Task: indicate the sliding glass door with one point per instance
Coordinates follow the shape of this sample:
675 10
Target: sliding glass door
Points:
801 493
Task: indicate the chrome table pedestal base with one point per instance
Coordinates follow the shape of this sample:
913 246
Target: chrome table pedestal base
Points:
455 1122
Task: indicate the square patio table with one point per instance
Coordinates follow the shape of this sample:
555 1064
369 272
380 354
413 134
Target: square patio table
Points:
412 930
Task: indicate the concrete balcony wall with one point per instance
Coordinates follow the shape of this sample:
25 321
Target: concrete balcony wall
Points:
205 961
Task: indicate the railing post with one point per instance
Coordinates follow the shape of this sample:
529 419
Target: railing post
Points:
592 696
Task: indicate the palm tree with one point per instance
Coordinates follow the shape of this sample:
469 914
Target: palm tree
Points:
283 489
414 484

===============

The task:
Quote the data above from the line containing "Task: indicate the railing" to the line containing "Target: palm tree", inclusive, and stop.

Result below:
Task: indicate the railing post with one point per instance
Coordinates follow the shape of this sample:
529 419
Target: railing post
Points:
592 696
Task: indicate the palm tree with one point per instance
Coordinates follow the shape of this sample:
469 914
Target: palm tree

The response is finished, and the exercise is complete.